● **Document extract**
* begin *
As we count down to the U.S presidential elections, we’ve pulled together ten politically-charged titles from the Booker Library featuring career politicians, revolutionary struggle and the endless quest for power

2024 was the year of high-profile elections – in the United Kingdom, France, Russia, the United States, India and more besides – so it’s of little surprise that stories of political change are dominating the world’s news headlines. 

It may be that you’d rather hide in a darkened room and wait until the soundbites, promises and point-scoring is all over - a perfectly understandable reaction to the current oversaturation across all media platforms. 

However, for those who find themselves completely caught up in the excitement of the political circus, we’d like to offer some book recommendations from our Booker Library, including novels featuring career politicians, the endless quest for power, revolutionary struggle and the impact of political change on people’s lives.

For our reading manifesto, we’ve pulled together a wide-ranging list that mixes the historical, contemporary, dystopian and satirical, with an added dash of political sex scandal. You won’t find us out canvassing your neighbourhood and we’re not looking for your votes or trying to change the world. What we’re hoping, is that you’ll find a book or two in this list that may interest you in these times of political challenge and change.

Written by Sinéad Sillars

Publication date and time: Published

The Line of Beauty by Alan Hollinghurst

Alan Hollinghurst won the Booker Prize in 2004 with the story of an openly-gay middle-class recent Oxford graduate getting caught up in the craziness of the rich and powerful in 1980s London. Young Nick Guest moves to the capital as a lodger in the home of the Fedden family – Gerald, an ambitious Tory MP and his very wealthy wife Rachel, along with their troubled adult daughter Catherine, sister to Toby, with whom Nick has been good friends at university. Nick is completely consumed by their world of lavish parties, with members of the government (including Margaret Thatcher) making guest appearances at the Feddens’ London mansion, the family holidays at their manor house in France and the never-ending stream of relatives, friends and political connections. At the same time, his own private life becomes ever more complicated, self-destructive and tragic.
* end *
Reproduce the passage of the political reading list article that begins at the words "However, for those" and stops after the words "on people’s lives.".

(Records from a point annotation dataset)
* begin *
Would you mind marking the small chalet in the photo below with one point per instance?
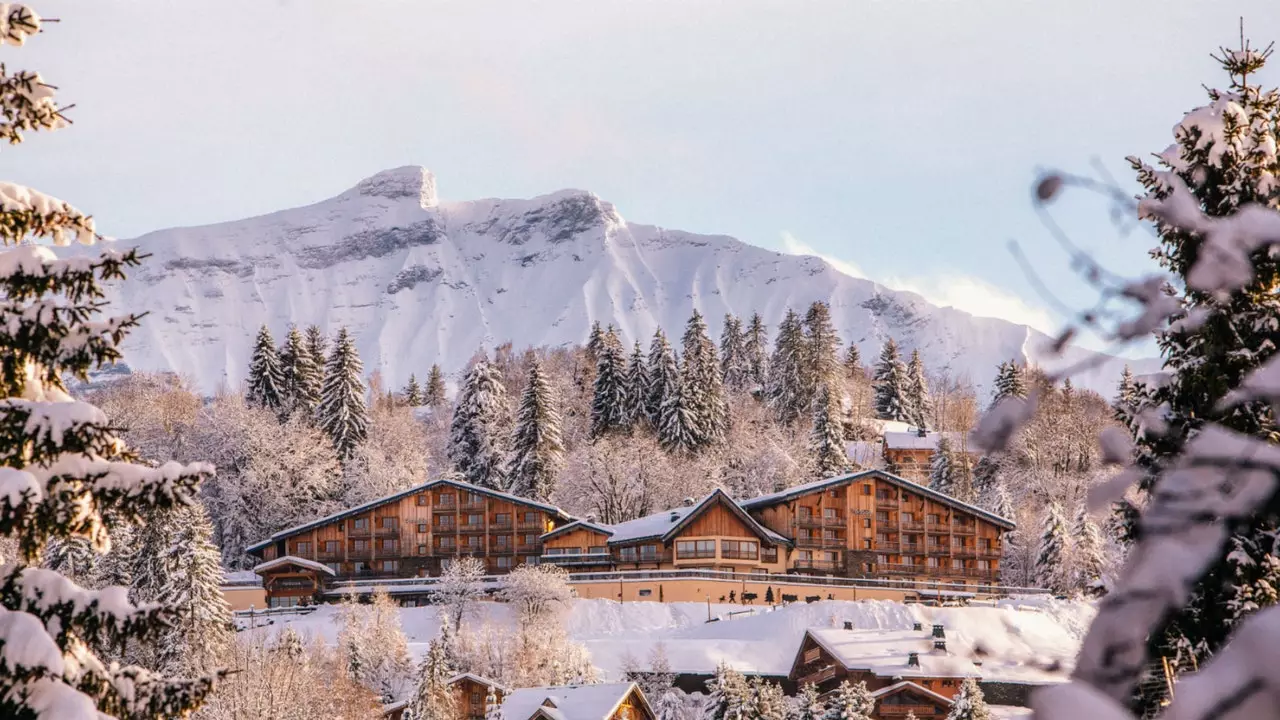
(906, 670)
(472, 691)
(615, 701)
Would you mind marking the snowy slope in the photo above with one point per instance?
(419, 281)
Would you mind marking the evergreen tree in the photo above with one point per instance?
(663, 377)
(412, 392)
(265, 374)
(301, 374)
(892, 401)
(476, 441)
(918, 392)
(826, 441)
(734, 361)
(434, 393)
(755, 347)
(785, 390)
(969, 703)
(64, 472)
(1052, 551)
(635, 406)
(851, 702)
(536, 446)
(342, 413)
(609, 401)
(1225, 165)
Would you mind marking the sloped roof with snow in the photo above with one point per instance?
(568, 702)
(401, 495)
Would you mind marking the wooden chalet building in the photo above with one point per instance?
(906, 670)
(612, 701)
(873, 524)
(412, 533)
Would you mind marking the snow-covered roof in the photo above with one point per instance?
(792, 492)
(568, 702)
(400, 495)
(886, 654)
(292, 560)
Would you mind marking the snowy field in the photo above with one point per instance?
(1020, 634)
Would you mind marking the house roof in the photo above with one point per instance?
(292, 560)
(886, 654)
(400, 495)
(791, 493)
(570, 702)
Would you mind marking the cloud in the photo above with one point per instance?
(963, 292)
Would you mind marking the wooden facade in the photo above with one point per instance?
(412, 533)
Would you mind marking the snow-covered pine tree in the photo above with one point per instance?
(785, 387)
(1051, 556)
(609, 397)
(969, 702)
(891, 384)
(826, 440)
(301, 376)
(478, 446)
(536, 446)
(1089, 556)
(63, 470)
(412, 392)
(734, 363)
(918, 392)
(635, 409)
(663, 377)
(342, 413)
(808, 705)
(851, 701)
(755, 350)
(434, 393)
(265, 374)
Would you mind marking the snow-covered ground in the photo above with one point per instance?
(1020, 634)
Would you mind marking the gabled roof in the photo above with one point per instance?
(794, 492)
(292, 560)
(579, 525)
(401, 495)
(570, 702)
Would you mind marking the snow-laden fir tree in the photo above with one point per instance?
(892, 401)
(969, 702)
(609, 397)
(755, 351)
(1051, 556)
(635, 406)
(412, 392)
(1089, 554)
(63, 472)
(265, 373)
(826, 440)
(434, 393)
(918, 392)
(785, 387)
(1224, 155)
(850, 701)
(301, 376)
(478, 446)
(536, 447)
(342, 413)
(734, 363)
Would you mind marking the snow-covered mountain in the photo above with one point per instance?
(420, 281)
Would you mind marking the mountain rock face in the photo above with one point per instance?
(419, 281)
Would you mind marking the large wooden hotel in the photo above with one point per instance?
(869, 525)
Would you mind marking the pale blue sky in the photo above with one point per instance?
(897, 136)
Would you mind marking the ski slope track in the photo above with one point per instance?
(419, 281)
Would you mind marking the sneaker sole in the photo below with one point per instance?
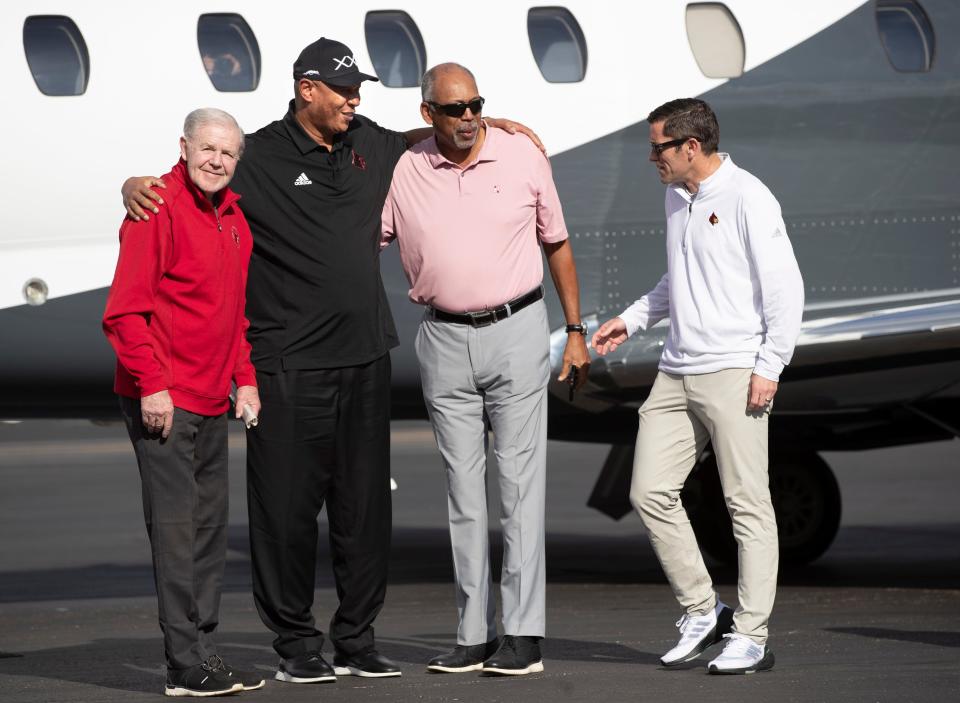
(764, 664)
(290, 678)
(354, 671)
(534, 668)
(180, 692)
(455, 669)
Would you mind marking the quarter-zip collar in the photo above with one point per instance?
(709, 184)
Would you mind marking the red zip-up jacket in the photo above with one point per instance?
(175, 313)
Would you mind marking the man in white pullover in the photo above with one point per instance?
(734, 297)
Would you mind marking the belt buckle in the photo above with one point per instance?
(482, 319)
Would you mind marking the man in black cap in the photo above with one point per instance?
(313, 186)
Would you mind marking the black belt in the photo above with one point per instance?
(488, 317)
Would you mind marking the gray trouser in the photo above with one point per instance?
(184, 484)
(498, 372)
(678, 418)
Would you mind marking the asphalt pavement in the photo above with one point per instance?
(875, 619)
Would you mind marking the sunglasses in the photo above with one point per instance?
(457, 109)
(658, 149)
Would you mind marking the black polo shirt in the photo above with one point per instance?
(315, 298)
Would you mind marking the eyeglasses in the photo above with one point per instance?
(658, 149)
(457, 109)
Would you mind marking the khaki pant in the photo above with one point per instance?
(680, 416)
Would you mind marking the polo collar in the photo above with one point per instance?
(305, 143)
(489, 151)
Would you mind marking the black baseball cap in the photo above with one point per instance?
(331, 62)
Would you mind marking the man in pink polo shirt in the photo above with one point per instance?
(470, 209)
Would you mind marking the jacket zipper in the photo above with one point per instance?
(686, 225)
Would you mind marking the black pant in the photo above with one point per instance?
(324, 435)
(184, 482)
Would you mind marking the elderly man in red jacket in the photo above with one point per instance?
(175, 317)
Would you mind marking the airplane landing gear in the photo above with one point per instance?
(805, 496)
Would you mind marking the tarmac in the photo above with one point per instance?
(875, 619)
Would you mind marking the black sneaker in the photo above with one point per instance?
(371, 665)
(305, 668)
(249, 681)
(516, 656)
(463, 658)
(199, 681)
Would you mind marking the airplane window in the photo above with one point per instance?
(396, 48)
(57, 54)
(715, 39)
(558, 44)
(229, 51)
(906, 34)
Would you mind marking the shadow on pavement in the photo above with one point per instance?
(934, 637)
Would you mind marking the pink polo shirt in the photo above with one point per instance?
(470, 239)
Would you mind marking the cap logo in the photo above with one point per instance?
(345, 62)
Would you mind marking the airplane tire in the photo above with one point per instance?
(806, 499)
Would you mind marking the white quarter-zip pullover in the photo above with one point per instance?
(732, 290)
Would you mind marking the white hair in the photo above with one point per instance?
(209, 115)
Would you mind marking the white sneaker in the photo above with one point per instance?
* end *
● **Output of the exercise**
However, for those who find themselves completely caught up in the excitement of the political circus, we’d like to offer some book recommendations from our Booker Library, including novels featuring career politicians, the endless quest for power, revolutionary struggle and the impact of political change on people’s lives.